::: EXCERPT PROVIDED

The authoress as a child is bright, clever and sensitive, the eldest
daughter of four, and her parent''s favourite. She appears at first
idealized and mythicized, probably in line with the Oedipus complex
typical at her age.

When Sibilla is twelve years old, the father decides to move from
Milan to a small town in the South, where he has been encharged with
the direction of a chemical plant. Her beloved studies are interrupted;
Sibilla works as an employee in her father''s factory. She likes being
independent and as free as possible. Her sense of moral isolation grows
with regard to her family and above all with regard to the inhabitants
of the country with hypocritical, shabby, ignorant mentalities. The
young woman perceives an ever increasing lack of harmony and agreement
between her parents; the mother slips inexorably into depression ending
up trying to kill herself, the husband becomes unfaithful. Their
relationship becomes ever colder, until her mother''s mental imbalance
becomes so serious that she has to be confined to a mental hospital. In
the meanwhile Sibilla develops; at fifteen she gets to know an employee
of her father who deceives and then rapes her. When a little over
sixteen she will marry him without saying a word to anyone of the rape
and the doors will be opened for her to a sort of prison, in which she
will spend ten years of her life. She becomes a mother at seventeen,
chained - for the sake of her love for her child - to a violent and
ignorant man. Collapsed for ever the strong father-figure she could
always look to - the father continues being unfaithful to his wife and
is despotic and tyrannical with the workers. Sibilla looks in vain for
level ground and for fulfilment, for her impossible, in her only rôle,
that of wife and mother. She also attempts suicide.

::::::

* _PARTS OF THE EXERCISE_
1. According to the summary, at what age does Sibilla become a mother?
2. Echo the part of the summary between "The authoress as" and "at her age.", inclusive.
Rely only on the summary for what follows.

::: DATASET CONTENT

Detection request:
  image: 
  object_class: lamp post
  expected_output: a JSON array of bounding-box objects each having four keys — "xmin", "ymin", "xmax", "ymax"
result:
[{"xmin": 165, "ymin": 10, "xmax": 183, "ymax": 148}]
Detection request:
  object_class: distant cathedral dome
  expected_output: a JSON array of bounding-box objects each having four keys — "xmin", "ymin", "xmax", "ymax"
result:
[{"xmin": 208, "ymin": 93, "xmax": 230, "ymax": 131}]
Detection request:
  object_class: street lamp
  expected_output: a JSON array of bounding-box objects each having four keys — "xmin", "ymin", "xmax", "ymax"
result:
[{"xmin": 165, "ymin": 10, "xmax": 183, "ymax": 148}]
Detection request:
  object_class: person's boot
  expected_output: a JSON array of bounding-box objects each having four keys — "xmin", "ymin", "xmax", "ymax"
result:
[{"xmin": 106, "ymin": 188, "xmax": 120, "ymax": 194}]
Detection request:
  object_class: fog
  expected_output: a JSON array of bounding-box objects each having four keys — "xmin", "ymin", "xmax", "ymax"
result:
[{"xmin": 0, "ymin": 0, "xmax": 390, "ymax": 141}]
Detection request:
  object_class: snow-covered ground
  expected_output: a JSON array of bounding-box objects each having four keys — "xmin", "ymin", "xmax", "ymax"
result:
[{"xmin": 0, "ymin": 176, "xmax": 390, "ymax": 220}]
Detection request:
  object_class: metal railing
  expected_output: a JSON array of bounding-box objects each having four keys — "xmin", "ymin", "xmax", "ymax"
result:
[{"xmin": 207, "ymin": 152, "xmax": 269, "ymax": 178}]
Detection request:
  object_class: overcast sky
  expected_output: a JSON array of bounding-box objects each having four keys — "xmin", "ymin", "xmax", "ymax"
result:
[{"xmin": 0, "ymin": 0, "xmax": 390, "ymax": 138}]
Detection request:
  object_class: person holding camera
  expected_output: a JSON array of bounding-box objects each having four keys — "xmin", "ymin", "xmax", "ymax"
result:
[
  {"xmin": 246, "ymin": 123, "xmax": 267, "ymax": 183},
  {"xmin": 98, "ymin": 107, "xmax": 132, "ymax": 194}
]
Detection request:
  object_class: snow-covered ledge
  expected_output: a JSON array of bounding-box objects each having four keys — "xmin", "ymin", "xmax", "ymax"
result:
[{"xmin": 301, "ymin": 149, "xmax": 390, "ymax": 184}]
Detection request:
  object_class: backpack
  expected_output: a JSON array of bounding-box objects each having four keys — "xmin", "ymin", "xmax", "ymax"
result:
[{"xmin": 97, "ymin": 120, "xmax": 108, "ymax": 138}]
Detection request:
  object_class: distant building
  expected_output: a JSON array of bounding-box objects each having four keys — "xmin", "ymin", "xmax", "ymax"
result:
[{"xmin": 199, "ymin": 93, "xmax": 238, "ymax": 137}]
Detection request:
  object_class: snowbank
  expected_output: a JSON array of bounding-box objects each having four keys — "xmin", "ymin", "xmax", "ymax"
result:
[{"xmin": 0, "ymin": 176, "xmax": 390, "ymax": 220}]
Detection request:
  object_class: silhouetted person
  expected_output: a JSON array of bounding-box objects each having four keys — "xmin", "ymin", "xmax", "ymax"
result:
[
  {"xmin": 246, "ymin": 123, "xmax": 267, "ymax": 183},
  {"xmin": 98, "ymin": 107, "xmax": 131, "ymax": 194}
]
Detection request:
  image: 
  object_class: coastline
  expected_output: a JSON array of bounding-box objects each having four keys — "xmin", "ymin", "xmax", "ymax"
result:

::::::

* _REPLIES_
1. At seventeen.

2.
The authoress as a child is bright, clever and sensitive, the eldest
daughter of four, and her parent''s favourite. She appears at first
idealized and mythicized, probably in line with the Oedipus complex
typical at her age.